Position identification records
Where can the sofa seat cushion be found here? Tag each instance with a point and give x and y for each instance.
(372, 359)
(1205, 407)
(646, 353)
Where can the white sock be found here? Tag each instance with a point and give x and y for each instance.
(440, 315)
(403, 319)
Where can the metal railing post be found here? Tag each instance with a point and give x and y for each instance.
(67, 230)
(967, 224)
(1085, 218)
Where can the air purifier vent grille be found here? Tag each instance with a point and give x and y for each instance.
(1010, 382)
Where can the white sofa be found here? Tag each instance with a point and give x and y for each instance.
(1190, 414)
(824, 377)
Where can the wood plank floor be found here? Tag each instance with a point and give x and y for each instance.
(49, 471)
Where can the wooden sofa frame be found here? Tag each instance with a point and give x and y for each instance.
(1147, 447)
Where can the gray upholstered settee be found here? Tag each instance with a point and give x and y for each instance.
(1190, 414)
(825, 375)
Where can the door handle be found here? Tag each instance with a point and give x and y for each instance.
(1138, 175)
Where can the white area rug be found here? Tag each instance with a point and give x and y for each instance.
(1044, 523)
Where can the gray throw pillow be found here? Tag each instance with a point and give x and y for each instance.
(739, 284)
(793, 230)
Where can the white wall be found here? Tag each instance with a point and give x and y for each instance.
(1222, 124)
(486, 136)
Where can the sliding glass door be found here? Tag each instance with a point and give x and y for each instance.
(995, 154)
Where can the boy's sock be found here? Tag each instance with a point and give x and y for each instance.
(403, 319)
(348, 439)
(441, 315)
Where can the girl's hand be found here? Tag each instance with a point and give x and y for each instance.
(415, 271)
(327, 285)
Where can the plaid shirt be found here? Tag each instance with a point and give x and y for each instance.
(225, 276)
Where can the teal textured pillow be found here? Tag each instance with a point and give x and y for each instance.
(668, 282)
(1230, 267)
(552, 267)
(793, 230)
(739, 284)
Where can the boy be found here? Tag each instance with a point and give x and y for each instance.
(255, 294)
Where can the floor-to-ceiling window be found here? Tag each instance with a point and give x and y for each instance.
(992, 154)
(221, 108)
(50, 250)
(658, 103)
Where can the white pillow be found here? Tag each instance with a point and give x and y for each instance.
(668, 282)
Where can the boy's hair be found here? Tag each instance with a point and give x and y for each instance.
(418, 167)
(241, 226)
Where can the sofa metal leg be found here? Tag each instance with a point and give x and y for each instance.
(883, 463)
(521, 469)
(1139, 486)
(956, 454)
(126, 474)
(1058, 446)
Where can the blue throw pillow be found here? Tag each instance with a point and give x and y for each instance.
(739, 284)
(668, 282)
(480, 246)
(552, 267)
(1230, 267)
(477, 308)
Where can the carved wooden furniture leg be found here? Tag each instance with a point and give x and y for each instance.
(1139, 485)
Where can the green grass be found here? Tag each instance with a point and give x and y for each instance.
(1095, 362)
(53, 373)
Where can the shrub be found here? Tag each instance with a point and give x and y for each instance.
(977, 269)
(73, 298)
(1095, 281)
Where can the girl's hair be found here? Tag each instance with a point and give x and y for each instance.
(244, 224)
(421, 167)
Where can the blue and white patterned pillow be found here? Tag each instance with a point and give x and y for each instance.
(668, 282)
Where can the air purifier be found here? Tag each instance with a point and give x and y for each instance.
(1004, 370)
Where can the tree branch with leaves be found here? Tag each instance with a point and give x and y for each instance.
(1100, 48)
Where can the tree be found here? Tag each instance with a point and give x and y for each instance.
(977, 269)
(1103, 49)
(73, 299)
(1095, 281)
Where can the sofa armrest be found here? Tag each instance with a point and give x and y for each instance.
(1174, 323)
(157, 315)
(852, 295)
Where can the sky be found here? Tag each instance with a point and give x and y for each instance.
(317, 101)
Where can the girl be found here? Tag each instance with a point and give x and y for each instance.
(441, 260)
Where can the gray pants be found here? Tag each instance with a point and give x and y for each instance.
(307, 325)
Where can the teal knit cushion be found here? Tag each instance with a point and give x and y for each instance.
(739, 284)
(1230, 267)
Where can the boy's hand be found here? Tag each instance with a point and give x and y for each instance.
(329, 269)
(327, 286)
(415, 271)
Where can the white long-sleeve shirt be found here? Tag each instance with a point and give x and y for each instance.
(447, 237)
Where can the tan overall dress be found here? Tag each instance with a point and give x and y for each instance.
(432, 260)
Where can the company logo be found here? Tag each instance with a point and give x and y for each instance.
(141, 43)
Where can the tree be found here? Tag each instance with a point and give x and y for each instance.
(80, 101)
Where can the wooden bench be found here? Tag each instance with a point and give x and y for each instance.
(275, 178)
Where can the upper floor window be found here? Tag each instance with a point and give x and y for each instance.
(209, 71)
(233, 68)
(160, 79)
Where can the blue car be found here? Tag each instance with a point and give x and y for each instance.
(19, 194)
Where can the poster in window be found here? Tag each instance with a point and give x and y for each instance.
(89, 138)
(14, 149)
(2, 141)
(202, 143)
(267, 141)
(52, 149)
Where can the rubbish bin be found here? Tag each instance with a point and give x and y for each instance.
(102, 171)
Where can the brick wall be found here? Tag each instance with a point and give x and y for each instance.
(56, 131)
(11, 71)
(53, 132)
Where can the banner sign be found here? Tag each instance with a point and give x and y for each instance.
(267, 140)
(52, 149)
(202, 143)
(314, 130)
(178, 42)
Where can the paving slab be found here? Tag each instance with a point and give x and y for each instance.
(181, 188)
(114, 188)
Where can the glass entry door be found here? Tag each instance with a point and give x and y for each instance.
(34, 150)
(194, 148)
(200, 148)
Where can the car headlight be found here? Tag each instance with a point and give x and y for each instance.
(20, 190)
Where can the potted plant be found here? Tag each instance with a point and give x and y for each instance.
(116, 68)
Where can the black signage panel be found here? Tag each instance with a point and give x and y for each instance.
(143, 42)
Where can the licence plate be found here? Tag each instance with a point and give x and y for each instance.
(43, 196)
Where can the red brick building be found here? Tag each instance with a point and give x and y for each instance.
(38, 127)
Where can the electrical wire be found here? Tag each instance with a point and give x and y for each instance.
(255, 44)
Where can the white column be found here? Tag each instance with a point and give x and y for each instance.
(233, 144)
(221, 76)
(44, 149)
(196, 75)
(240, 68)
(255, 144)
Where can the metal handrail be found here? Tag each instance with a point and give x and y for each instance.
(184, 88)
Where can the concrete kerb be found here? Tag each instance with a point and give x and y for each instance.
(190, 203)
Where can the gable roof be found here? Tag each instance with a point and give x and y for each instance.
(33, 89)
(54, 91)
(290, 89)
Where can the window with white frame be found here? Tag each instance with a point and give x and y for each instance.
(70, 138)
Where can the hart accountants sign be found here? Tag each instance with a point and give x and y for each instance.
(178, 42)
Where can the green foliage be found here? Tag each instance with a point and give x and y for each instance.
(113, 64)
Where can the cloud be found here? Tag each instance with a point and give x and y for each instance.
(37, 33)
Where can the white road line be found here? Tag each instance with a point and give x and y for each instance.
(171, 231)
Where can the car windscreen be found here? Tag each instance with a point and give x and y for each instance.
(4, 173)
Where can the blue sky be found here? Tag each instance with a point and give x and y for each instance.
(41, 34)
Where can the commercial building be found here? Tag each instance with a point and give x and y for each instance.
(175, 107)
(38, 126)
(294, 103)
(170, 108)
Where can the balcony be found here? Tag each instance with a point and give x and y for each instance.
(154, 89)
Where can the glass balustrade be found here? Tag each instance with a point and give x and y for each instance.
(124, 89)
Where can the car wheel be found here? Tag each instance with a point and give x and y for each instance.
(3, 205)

(TASK TO CARRY OUT) Put the lines of the records into a numbered list, starting at the line that contains "Where can the car wheel" and ending at the end of the records, and leave out any blank lines.

(RESPONSE FOR THIS EXERCISE)
1. Where can the car wheel be found here? Tag each instance with a point and give x and y for each instance.
2. (3, 205)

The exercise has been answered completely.